## Task instructions:
Omit every picture while you reproduce the entries that follow word for word.

## Dataset records:
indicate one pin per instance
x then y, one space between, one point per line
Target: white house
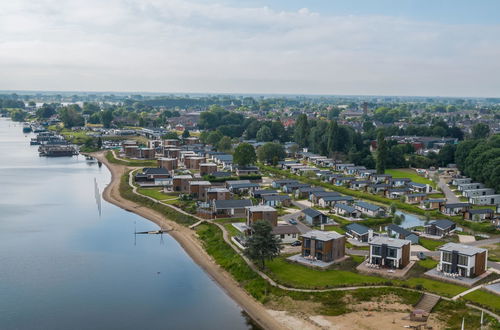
389 252
465 260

## Result for this exercise:
indicate one pin per instance
x then y, one space between, one point per line
Target: white house
389 252
465 260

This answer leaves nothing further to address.